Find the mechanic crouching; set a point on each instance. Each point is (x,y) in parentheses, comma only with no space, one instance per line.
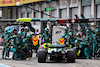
(87,40)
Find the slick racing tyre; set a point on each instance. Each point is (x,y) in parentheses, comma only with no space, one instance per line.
(42,56)
(71,54)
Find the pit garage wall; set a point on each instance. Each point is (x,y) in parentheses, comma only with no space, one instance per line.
(59,11)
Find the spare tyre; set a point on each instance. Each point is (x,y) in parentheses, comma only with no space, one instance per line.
(42,56)
(71,54)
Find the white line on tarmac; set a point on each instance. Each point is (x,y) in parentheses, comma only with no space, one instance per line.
(3,65)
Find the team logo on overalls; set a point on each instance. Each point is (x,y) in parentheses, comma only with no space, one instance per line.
(61,41)
(35,41)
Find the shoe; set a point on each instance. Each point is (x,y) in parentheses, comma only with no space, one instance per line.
(92,58)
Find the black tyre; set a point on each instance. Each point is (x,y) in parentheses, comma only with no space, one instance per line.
(71,54)
(42,56)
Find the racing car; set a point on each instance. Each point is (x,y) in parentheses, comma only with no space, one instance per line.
(56,52)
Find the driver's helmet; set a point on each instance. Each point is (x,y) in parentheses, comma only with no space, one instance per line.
(70,34)
(10,32)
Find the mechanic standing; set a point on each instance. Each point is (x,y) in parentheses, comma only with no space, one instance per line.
(46,36)
(4,36)
(87,40)
(71,39)
(17,47)
(29,45)
(96,43)
(15,31)
(23,33)
(8,44)
(65,33)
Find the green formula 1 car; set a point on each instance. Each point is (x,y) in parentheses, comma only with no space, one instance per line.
(56,52)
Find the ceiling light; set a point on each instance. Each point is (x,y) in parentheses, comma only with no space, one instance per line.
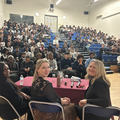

........

▶ [What to produce]
Here the job is to repeat the entries verbatim while leaving all pictures out.

▶ [Problem solution]
Find the mechanic crouching; set a point on each instance. Each point is (x,y) in parentheses, comma only with no space, one instance per line.
(87,40)
Find the slick racing tyre; set a point on each instance. Each point is (x,y) in parentheses, comma only with no space, one instance per line.
(42,56)
(71,54)
Find the pit garage wall; set a point on each instance. Each point is (x,y) in parentheses, comma only with no space, one instance per line.
(59,11)
Find the spare tyre; set a point on each instance. Each point is (x,y) in parentheses, comma only with no space, one instance per line.
(42,56)
(71,54)
Find the white line on tarmac; set a point on each instance. Each point is (x,y) in parentheses, comma only with no space, one instance per line.
(3,65)
Find the team logo on overalls; set a point on each instance. Each point is (x,y) in parentheses, comma only with no space, one instance per line.
(61,41)
(35,41)
Find the shoe; set a point on each instance. Each point is (x,y) in parentheses, comma only with no space, one instance per line.
(92,58)
Find the black tyre; set a point on each instance. Each point is (x,y) in parentheses, comma only with no space, one instance per line.
(71,54)
(42,56)
Find the racing car; set a point on each instance. Each point is (x,y) in parentheses, comma only with no space, one instance per line.
(56,52)
Find the driver's helmet; set a point on each instance. Each point is (x,y) in parentheses, comma only with no space, one instance per line.
(70,34)
(10,32)
Find the mechanic standing; set a point on each instance. Each point is (x,y) in parentheses, comma only with no space, one instance per line.
(46,36)
(4,36)
(87,40)
(71,39)
(17,47)
(29,45)
(96,43)
(15,31)
(23,33)
(8,44)
(65,33)
Find the green formula 1 car; set a point on each instance. Each point is (x,y) in parentheses, comma only with no space, one instance per line.
(56,52)
Find the ceiling light; set a point on each instance. Each point is (x,y) in parentheses, comma only with no space, one instance per line.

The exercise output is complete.